Reproduce the material below line for line, without any changes. Leave the pictures out of your reply.

(Segmentation dataset records)
= = = = = = =

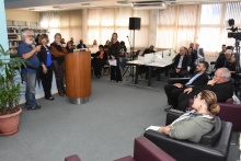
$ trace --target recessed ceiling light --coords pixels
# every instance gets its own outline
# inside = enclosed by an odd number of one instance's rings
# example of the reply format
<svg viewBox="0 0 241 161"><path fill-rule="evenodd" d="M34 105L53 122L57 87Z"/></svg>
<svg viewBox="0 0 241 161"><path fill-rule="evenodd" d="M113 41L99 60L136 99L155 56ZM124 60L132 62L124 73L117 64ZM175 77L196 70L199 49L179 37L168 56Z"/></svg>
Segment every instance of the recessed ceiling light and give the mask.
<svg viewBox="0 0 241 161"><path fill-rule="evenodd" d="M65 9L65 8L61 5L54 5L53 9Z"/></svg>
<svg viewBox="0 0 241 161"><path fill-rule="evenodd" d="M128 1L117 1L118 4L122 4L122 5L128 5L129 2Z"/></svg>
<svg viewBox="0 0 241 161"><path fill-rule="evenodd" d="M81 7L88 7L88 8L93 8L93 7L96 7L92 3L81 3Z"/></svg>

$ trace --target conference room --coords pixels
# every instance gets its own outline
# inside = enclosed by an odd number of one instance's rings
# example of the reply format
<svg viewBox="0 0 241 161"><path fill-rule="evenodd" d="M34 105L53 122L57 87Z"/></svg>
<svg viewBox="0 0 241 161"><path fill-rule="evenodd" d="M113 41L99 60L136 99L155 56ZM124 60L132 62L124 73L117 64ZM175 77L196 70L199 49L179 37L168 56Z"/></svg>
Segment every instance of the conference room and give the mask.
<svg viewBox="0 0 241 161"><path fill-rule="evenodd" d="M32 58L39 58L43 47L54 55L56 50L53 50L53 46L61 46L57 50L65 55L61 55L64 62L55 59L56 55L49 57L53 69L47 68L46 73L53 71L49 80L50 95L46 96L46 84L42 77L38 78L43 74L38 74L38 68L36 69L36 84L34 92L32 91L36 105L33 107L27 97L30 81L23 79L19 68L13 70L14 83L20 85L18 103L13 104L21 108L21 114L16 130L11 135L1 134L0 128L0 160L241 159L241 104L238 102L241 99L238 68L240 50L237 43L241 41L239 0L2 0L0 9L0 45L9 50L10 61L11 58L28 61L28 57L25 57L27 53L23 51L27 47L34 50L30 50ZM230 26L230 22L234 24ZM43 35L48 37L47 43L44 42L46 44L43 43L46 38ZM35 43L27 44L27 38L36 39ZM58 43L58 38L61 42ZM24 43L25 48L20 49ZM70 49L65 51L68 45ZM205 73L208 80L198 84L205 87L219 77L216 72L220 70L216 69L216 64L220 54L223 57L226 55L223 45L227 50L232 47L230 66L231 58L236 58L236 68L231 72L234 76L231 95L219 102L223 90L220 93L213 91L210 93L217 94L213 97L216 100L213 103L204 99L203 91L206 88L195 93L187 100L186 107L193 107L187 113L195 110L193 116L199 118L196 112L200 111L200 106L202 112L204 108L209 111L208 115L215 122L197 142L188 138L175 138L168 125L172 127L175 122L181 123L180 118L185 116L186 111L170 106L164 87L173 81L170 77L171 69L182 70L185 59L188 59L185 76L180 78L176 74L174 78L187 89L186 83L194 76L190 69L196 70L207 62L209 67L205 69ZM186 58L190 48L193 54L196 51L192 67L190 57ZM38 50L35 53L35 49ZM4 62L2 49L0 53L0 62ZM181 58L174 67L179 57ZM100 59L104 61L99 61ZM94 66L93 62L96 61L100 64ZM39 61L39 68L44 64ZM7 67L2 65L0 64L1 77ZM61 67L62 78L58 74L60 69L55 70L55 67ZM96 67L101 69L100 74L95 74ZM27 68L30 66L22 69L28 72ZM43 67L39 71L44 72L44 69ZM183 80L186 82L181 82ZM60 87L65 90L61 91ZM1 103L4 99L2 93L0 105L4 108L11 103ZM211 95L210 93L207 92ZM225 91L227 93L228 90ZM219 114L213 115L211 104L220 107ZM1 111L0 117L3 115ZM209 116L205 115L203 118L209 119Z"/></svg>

= = = = = = =

**THE REPLY:**
$ trace --target recessed ceiling light --coords pixels
# every instance gets its own outline
# inside = enclosed by an odd number of one instance's rings
# example of the reply format
<svg viewBox="0 0 241 161"><path fill-rule="evenodd" d="M34 105L53 122L57 87Z"/></svg>
<svg viewBox="0 0 241 161"><path fill-rule="evenodd" d="M113 41L99 60L136 99L155 56ZM124 60L132 62L124 73L117 64ZM175 77L196 70L199 49L179 37L168 56Z"/></svg>
Segment every instance of the recessed ceiling light and give the mask.
<svg viewBox="0 0 241 161"><path fill-rule="evenodd" d="M65 9L65 8L61 5L54 5L53 9Z"/></svg>
<svg viewBox="0 0 241 161"><path fill-rule="evenodd" d="M128 1L117 1L118 4L122 4L122 5L128 5L129 2Z"/></svg>
<svg viewBox="0 0 241 161"><path fill-rule="evenodd" d="M81 7L88 7L88 8L93 8L93 7L96 7L92 3L81 3Z"/></svg>

$ trace --target conference room --coords pixels
# every instance gets its own outline
# inside = enclosed by an odd number of one instance's rings
# example of the reply format
<svg viewBox="0 0 241 161"><path fill-rule="evenodd" d="M34 105L53 122L57 87Z"/></svg>
<svg viewBox="0 0 241 161"><path fill-rule="evenodd" d="M113 41L99 60L136 99L155 56ZM124 60L132 62L124 73L117 64ZM175 77L196 70L199 49L179 37L168 56Z"/></svg>
Segment every instance of the conference room and give the mask.
<svg viewBox="0 0 241 161"><path fill-rule="evenodd" d="M32 58L39 58L43 47L54 55L56 50L53 50L53 46L61 46L57 50L65 55L61 55L64 62L55 59L56 55L49 57L53 69L47 68L46 73L53 71L49 80L50 95L46 96L46 84L42 77L38 78L43 74L38 74L38 68L36 69L36 84L34 92L32 91L36 105L33 107L27 97L30 81L23 79L19 68L13 70L14 83L20 85L18 103L13 104L21 108L21 114L16 130L11 135L1 134L0 128L0 160L241 159L241 104L238 102L241 99L238 68L240 50L237 43L241 41L239 0L2 0L0 9L0 45L9 50L10 61L11 58L28 61L28 57L25 57L27 53L23 51L27 47L34 50L30 50ZM230 26L230 22L234 24ZM43 35L48 37L47 43L44 42L46 44L43 43L46 38ZM35 43L27 44L27 38L36 39ZM58 43L58 38L61 42ZM24 43L25 48L20 49ZM70 49L65 51L68 45ZM205 73L208 80L198 84L205 87L219 77L216 72L220 70L216 69L216 64L220 54L223 57L226 55L223 45L227 50L232 47L230 66L231 58L236 58L236 68L231 72L234 76L231 95L219 102L223 90L220 93L213 91L210 93L217 94L213 97L216 100L213 103L204 99L203 91L206 88L195 93L187 100L186 107L193 107L187 113L195 110L193 116L199 118L196 112L200 111L200 106L202 112L204 108L209 111L208 115L215 122L197 142L188 138L175 138L168 125L172 127L175 122L181 123L180 118L185 116L186 111L170 106L164 87L173 81L170 77L171 69L182 70L185 59L188 59L185 76L180 78L176 74L174 78L187 89L186 83L194 76L190 69L196 70L207 62L209 67L205 69ZM186 58L190 48L193 54L196 51L192 67L190 57ZM38 50L35 53L35 49ZM4 62L2 49L0 53L0 62ZM181 58L174 67L179 57ZM100 59L104 61L99 61ZM94 66L93 62L96 61L100 64ZM39 61L39 68L44 64ZM7 67L2 65L0 64L1 77ZM61 67L62 78L58 74L60 69L55 70L55 67ZM96 67L101 69L100 74L95 74ZM27 68L30 66L22 69L28 72ZM43 67L39 71L44 72L44 69ZM183 80L186 82L181 82ZM60 87L65 90L61 91ZM1 103L4 99L2 93L0 105L4 108L11 103ZM211 95L210 93L207 92ZM225 91L227 93L228 90ZM219 114L213 115L211 104L220 107ZM1 111L0 117L3 115ZM209 116L205 115L203 118L209 119Z"/></svg>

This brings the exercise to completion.